> _The problem_
Copy every line of the material below word for word, but leave the pictures out of your answer.
━━━ Extracted entries ━━━
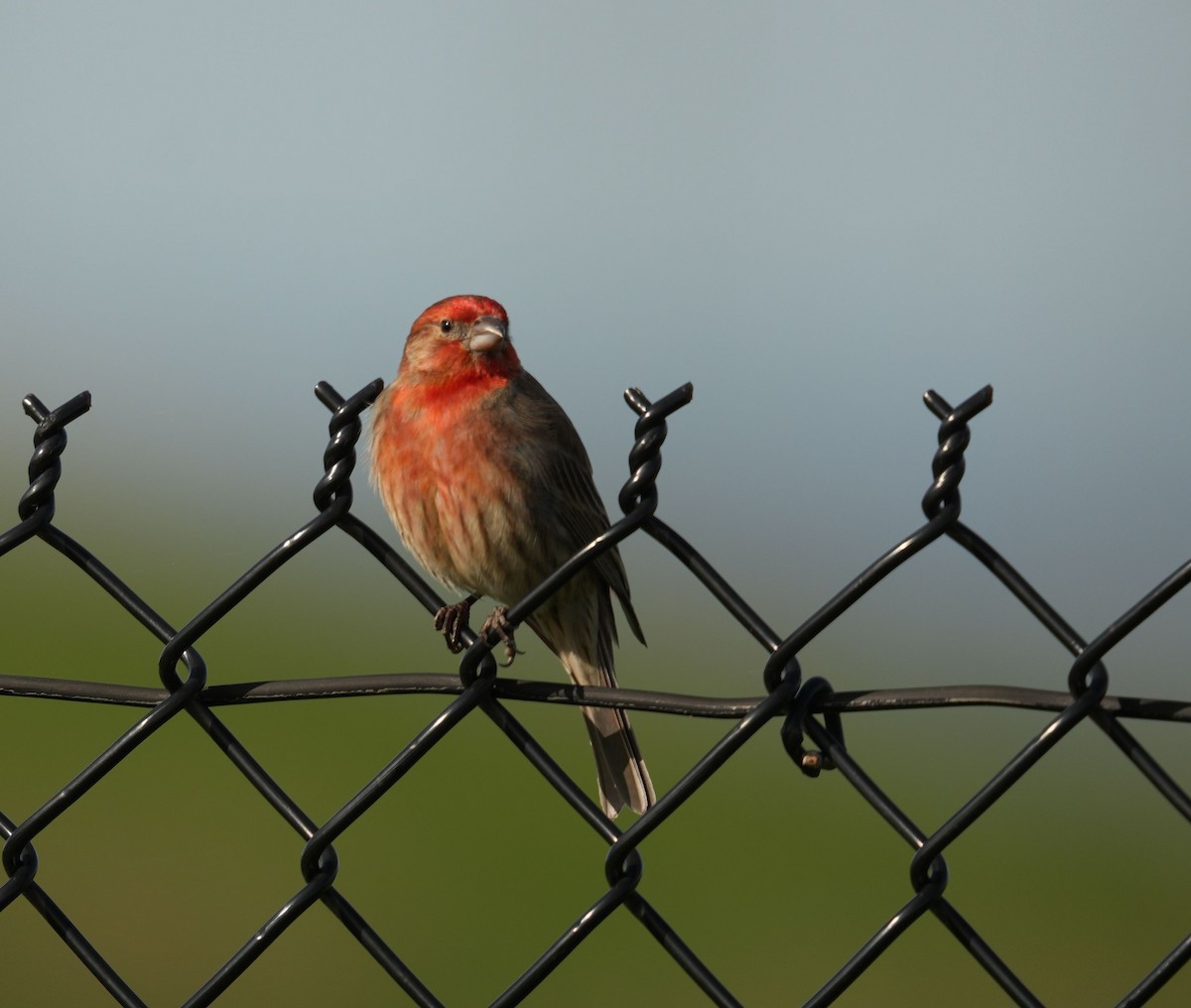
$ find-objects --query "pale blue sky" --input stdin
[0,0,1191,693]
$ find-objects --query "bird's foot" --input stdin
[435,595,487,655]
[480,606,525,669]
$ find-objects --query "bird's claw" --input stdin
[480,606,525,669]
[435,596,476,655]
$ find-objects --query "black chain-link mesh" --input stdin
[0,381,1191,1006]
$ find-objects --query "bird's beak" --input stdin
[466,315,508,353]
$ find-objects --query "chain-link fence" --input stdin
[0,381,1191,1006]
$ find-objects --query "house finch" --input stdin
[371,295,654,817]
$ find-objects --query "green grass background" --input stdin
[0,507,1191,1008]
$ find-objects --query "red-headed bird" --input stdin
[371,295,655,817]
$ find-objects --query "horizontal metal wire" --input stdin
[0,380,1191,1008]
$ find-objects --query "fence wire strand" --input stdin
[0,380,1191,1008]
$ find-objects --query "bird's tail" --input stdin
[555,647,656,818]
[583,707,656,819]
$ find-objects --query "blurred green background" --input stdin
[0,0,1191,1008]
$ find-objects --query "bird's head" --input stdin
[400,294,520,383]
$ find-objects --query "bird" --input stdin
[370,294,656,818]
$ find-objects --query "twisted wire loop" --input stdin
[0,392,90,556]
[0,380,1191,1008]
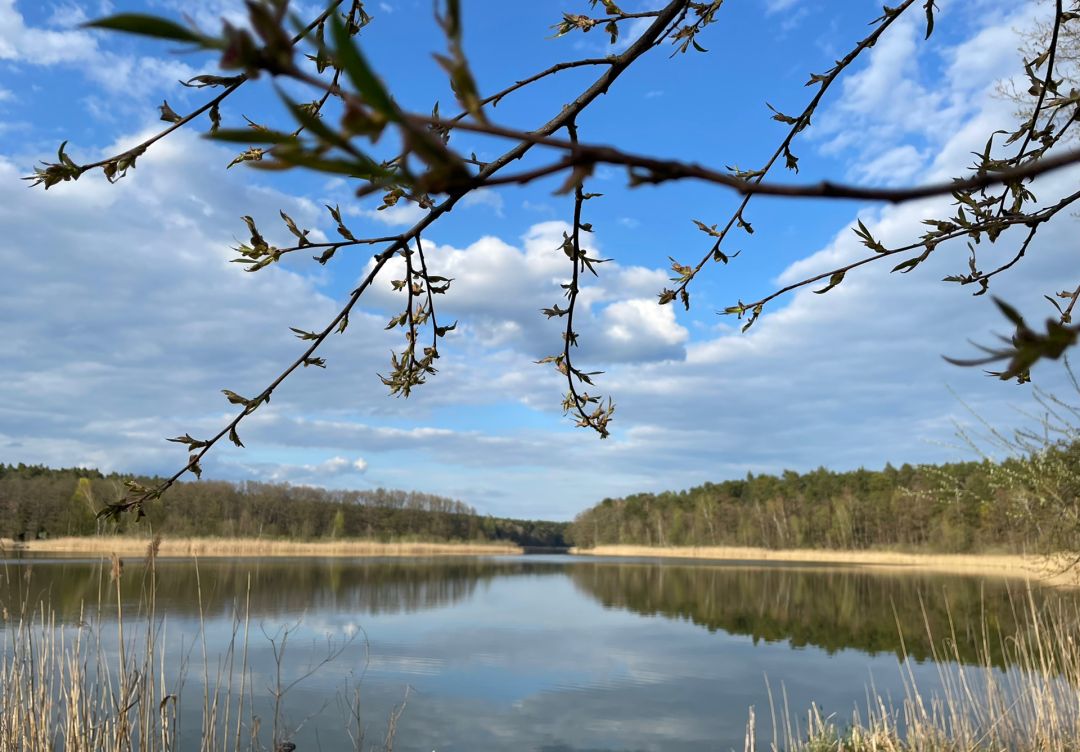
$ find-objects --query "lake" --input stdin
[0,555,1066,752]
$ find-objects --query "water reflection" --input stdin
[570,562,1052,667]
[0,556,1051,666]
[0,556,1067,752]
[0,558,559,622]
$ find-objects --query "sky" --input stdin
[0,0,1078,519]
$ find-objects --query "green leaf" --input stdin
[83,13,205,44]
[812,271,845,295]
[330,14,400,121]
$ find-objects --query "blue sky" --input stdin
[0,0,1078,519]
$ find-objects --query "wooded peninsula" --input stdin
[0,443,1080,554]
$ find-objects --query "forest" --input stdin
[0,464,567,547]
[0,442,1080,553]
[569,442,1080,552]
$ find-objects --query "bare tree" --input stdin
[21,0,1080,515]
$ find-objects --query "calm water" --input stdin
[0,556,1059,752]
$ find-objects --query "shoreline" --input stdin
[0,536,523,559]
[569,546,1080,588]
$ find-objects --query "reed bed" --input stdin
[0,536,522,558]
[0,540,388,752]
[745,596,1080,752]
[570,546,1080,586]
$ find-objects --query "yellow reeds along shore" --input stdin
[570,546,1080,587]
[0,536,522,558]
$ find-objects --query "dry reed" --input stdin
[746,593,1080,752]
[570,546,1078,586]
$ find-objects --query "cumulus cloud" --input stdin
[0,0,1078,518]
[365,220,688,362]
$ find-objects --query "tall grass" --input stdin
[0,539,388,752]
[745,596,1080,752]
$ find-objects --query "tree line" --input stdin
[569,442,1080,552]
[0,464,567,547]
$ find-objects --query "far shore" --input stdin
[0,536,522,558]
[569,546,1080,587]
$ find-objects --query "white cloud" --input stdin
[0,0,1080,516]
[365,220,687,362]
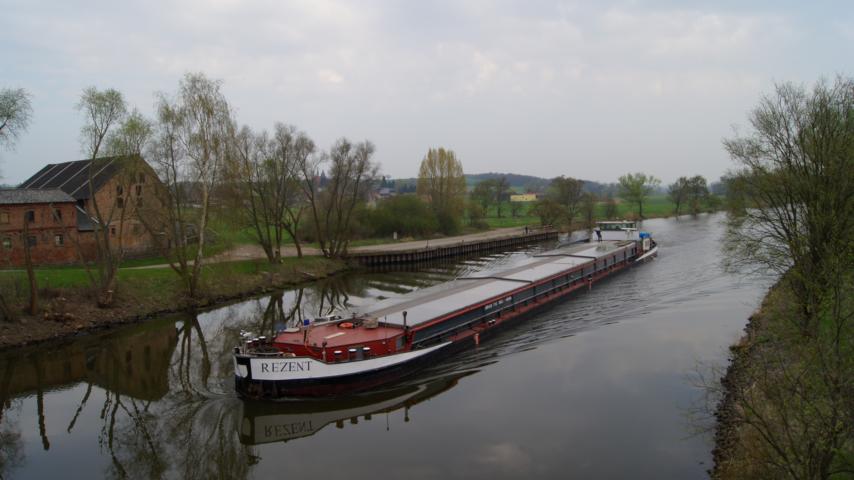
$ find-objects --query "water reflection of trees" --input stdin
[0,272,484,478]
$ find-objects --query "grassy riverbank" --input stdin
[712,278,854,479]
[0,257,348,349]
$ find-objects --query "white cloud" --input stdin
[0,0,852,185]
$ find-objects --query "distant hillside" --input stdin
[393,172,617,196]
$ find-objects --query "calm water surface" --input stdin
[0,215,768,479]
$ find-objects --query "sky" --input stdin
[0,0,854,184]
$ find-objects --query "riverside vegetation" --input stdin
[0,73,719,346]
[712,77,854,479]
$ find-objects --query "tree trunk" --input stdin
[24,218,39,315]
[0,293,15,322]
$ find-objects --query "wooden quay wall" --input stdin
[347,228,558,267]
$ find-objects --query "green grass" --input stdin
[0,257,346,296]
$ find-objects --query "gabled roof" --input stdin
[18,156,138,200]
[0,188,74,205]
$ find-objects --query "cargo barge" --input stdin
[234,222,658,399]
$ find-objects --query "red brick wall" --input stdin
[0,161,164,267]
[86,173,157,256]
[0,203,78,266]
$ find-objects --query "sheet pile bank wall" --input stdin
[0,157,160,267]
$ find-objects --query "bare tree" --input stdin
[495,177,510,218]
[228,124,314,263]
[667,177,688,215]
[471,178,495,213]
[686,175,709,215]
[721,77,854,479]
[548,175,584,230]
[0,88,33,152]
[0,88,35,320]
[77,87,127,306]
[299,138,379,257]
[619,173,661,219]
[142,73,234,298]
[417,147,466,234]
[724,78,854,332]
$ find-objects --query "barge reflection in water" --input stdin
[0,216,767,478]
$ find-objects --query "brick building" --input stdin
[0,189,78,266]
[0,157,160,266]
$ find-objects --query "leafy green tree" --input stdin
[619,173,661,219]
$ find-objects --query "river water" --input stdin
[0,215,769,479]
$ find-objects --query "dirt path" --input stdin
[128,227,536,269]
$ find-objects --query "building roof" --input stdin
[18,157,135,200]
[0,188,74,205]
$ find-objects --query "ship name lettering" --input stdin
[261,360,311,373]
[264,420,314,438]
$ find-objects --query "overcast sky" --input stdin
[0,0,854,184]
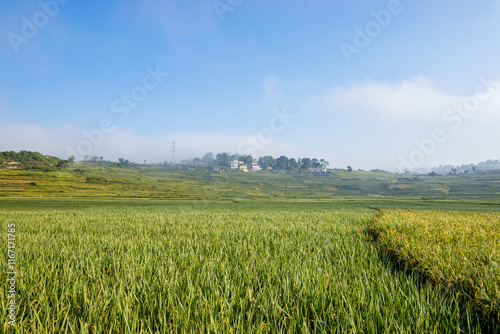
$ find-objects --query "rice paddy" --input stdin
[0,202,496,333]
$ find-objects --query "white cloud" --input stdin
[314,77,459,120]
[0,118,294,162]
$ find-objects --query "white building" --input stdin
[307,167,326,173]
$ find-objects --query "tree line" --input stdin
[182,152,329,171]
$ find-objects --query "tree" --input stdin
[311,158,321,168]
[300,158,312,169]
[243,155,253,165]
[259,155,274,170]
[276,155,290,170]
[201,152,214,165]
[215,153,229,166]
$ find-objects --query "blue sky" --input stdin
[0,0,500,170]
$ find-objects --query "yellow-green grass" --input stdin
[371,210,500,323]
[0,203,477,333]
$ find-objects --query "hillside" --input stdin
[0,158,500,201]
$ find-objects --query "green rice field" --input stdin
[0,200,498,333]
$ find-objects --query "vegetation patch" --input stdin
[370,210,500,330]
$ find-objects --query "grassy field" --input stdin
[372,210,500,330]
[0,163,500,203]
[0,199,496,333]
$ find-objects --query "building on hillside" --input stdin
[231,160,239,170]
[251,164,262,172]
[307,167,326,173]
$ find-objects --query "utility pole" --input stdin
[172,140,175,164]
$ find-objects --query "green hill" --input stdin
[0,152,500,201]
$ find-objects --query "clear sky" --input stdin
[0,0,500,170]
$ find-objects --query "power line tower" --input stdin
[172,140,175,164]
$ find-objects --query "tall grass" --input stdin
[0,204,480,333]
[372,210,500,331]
━━━
> _Written answer_
$ find-objects --query "pale blue sky" --input stdin
[0,0,1191,693]
$ find-objects --query "bird's foot" --input stdin
[435,595,487,655]
[480,606,525,669]
$ find-objects --query "bird's claw" --input stdin
[480,606,525,669]
[435,596,476,655]
$ find-objects --query "black chain-link mesh" --input stdin
[0,381,1191,1006]
$ find-objects --query "bird's beak" --input stdin
[466,315,508,353]
$ find-objects --query "chain-link fence" --input stdin
[0,381,1191,1006]
$ find-objects --query "house finch" --input stdin
[371,295,654,817]
$ find-objects --query "green grass background" --input stdin
[0,507,1191,1008]
$ find-objects --query "red-headed bird" --input stdin
[371,295,655,817]
$ find-objects --query "horizontal metal wire" --input stdin
[0,380,1191,1008]
$ find-objects --query "fence wire strand" --input stdin
[0,380,1191,1008]
$ find-objects --query "bird's tail" --input stdin
[555,647,656,818]
[583,707,656,819]
$ find-objects --query "blurred green background" --input stdin
[0,0,1191,1008]
$ find-objects --query "bird's head" --input stdin
[400,294,520,383]
$ find-objects --query "bird" --input stdin
[370,294,656,818]
$ find-objects --query "twisted wire loop" --input stdin
[0,392,90,556]
[0,380,1191,1008]
$ find-objects --query "lake" --input stdin
[0,555,1066,752]
$ find-objects --query "water reflection" --input stdin
[570,562,1052,667]
[0,556,1051,666]
[0,556,1067,752]
[0,558,559,622]
$ find-objects --query "sky" --input stdin
[0,0,1078,519]
$ find-objects --query "green leaf" --input stdin
[83,13,205,44]
[812,271,845,295]
[330,14,400,121]
$ find-objects --query "blue sky" --input stdin
[0,0,1078,519]
$ find-objects --query "wooded peninsula" --input stdin
[0,443,1080,554]
$ find-objects --query "forest" --input stdin
[0,464,567,547]
[0,442,1080,553]
[569,442,1080,552]
$ find-objects --query "bare tree" --input stdin
[21,0,1080,515]
$ find-objects --query "calm water" --input stdin
[0,556,1059,752]
$ find-objects --query "shoreline" --input stdin
[0,536,523,559]
[569,546,1080,588]
$ find-objects --query "reed bed" --input stdin
[0,536,522,558]
[0,540,388,752]
[745,596,1080,752]
[570,546,1080,586]
$ find-objects --query "yellow reeds along shore" --input stdin
[570,546,1080,587]
[0,536,522,558]
$ find-objects --query "dry reed" --input stdin
[746,593,1080,752]
[570,546,1078,586]
$ find-objects --query "cumulus cloud" --input stdin
[0,0,1078,518]
[365,220,688,362]
$ find-objects --query "tall grass" --input stdin
[0,539,388,752]
[745,596,1080,752]
$ find-objects --query "tree line" --input stdin
[569,442,1080,552]
[0,464,567,547]
$ find-objects --query "far shore" --input stdin
[0,536,522,558]
[569,546,1080,587]
$ find-objects --query "white cloud" --input stdin
[0,0,1080,516]
[365,220,687,362]
$ find-objects --query "water reflection of trees" --input stdin
[0,272,484,478]
$ find-objects --query "grassy riverbank" --input stdin
[712,278,854,479]
[0,257,348,349]
$ find-objects --query "white cloud" --input stdin
[0,0,852,185]
$ find-objects --query "distant hillside" --input stdin
[393,172,617,196]
$ find-objects --query "calm water surface" --input stdin
[0,215,768,479]
$ find-objects --query "sky" --input stdin
[0,0,854,184]
$ find-objects --query "riverside vegetation" --input stdin
[0,73,719,346]
[712,77,854,479]
$ find-objects --query "tree trunk" --input stdin
[24,218,39,315]
[0,293,15,322]
$ find-objects --query "wooden quay wall" --input stdin
[347,228,558,267]
$ find-objects --query "green grass" --input stdin
[0,257,346,296]
$ find-objects --query "gabled roof" --input stdin
[18,156,138,200]
[0,188,74,205]
$ find-objects --query "cargo barge" --input stdin
[234,222,658,399]
$ find-objects --query "red brick wall" --input stdin
[0,161,164,267]
[86,173,157,256]
[0,203,78,266]
$ find-objects --query "sheet pile bank wall" --input stdin
[0,157,160,267]
$ find-objects --query "bare tree" --input stdin
[495,177,510,218]
[228,124,314,263]
[667,177,688,215]
[471,178,495,213]
[686,175,709,215]
[721,77,854,479]
[548,175,584,230]
[0,88,33,152]
[0,88,35,320]
[77,87,127,306]
[299,138,379,257]
[619,173,661,219]
[142,73,234,298]
[417,147,466,234]
[724,78,854,332]
$ find-objects --query "barge reflection in water" --input stdin
[0,216,767,478]
$ find-objects --query "brick building" --input stdin
[0,189,78,266]
[0,157,160,266]
$ find-objects --query "leafy green tree" --input stdin
[619,173,661,219]
$ find-objects --query "river water" --input stdin
[0,215,769,479]
$ find-objects --query "dirt path" --input stdin
[128,227,536,269]
$ find-objects --query "building roof" --input stdin
[18,157,135,200]
[0,188,74,205]
$ find-objects --query "ship name lettering" --input stdin
[261,360,311,373]
[264,420,314,438]
$ find-objects --query "overcast sky" --input stdin
[0,0,854,184]
$ find-objects --query "rice paddy" --input stdin
[0,202,496,333]
$ find-objects --query "white cloud" --input stdin
[314,77,459,120]
[0,118,294,162]
$ find-objects --query "white building" --input stdin
[307,167,326,173]
$ find-objects --query "tree line" --input stdin
[182,152,329,171]
$ find-objects --query "tree" --input stdin
[311,158,321,168]
[300,158,312,169]
[243,155,253,165]
[259,155,274,170]
[276,155,290,170]
[201,152,214,165]
[215,153,229,166]
$ find-objects --query "blue sky" --input stdin
[0,0,500,170]
$ find-objects --query "yellow-green grass" --input stdin
[371,210,500,323]
[0,203,477,333]
$ find-objects --query "hillside" --input stdin
[0,158,500,201]
$ find-objects --query "green rice field" --input stdin
[0,200,498,333]
$ find-objects --query "vegetation patch" --input stdin
[370,210,500,330]
$ find-objects --query "grassy field" --input stdin
[372,210,500,330]
[0,163,500,203]
[0,199,496,333]
$ find-objects --query "building on hillside" --input stdin
[231,160,239,170]
[251,164,262,172]
[307,167,326,173]
$ find-objects --query "utility pole" --input stdin
[172,140,175,164]
$ find-objects --query "green hill" --input stdin
[0,152,500,201]
$ find-objects --query "clear sky" --input stdin
[0,0,500,170]
$ find-objects --query "power line tower" --input stdin
[172,140,175,164]
$ find-objects --query "tall grass" --input stdin
[0,204,480,333]
[372,210,500,331]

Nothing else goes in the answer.